Collected data entries »
───

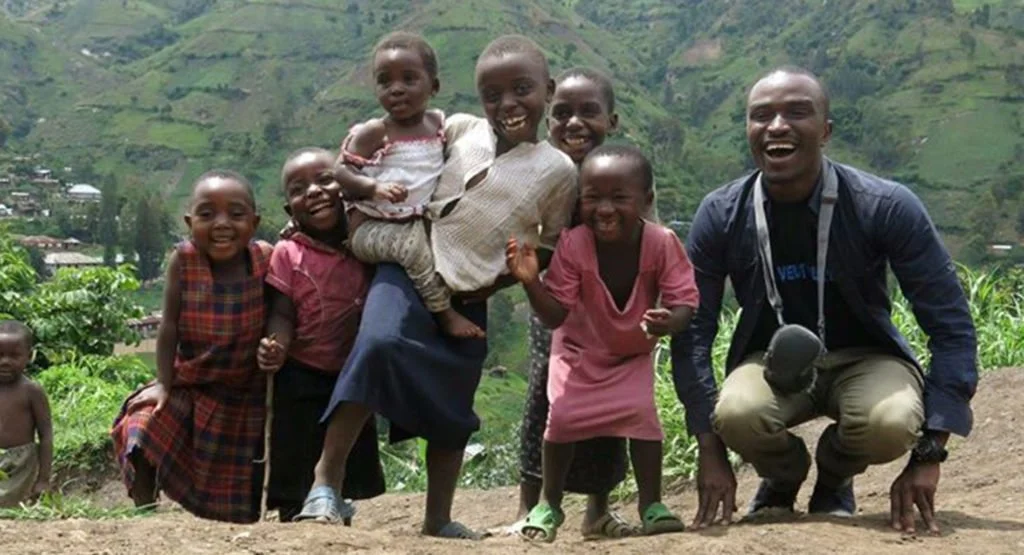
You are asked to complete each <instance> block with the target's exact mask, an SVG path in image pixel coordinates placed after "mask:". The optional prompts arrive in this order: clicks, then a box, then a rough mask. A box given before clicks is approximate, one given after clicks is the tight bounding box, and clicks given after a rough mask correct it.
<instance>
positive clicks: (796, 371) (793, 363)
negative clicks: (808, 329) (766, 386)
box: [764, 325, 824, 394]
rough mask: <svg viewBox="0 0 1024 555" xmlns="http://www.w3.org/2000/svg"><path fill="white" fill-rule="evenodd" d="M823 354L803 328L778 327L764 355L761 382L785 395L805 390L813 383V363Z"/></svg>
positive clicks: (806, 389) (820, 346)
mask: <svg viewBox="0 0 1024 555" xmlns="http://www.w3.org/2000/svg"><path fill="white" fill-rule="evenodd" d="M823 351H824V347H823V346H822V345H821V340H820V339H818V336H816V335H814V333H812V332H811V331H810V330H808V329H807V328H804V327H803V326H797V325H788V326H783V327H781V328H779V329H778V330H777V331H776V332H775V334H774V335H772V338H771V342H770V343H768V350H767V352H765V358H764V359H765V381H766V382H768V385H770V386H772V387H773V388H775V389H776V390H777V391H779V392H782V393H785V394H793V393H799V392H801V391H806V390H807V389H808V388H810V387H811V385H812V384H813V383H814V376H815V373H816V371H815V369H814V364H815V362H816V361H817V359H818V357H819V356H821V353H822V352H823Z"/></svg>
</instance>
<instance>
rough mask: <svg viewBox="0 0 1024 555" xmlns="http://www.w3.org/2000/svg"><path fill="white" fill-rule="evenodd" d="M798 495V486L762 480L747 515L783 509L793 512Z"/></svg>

───

Your goal » The records above must all be output exactly. Omit the images.

Exercise answer »
You are asked to complete each <instance> block with the target's exact mask, an SVG path in image pixel coordinates placed after "mask:". The optional prompts arrive in this order: clicks, then a box, then a rough mask. A box given before clicks is approximate, one given after clicks is the tight bounding box, and clicks given after a rough mask correct it.
<instance>
positive clicks: (796, 371) (793, 363)
negative clicks: (808, 329) (766, 386)
box: [764, 325, 824, 394]
rough mask: <svg viewBox="0 0 1024 555" xmlns="http://www.w3.org/2000/svg"><path fill="white" fill-rule="evenodd" d="M823 354L803 328L778 327L764 355L761 382L785 395L805 390L813 383V363Z"/></svg>
positive clicks: (806, 389) (820, 346)
mask: <svg viewBox="0 0 1024 555" xmlns="http://www.w3.org/2000/svg"><path fill="white" fill-rule="evenodd" d="M823 351H824V347H823V346H822V345H821V340H820V339H818V336H816V335H814V333H812V332H811V331H810V330H808V329H807V328H804V327H803V326H797V325H788V326H783V327H781V328H779V329H778V330H777V331H776V332H775V334H774V335H772V338H771V342H770V343H768V350H767V352H765V358H764V359H765V381H766V382H768V385H770V386H772V387H773V388H775V389H776V390H777V391H779V392H782V393H785V394H793V393H799V392H801V391H806V390H807V389H808V388H810V387H811V385H812V384H813V383H814V376H815V373H816V371H815V369H814V364H815V362H816V361H817V359H818V357H819V356H821V353H822V352H823Z"/></svg>
</instance>
<instance>
rough mask: <svg viewBox="0 0 1024 555" xmlns="http://www.w3.org/2000/svg"><path fill="white" fill-rule="evenodd" d="M798 495V486L762 480L747 515L783 509L793 512Z"/></svg>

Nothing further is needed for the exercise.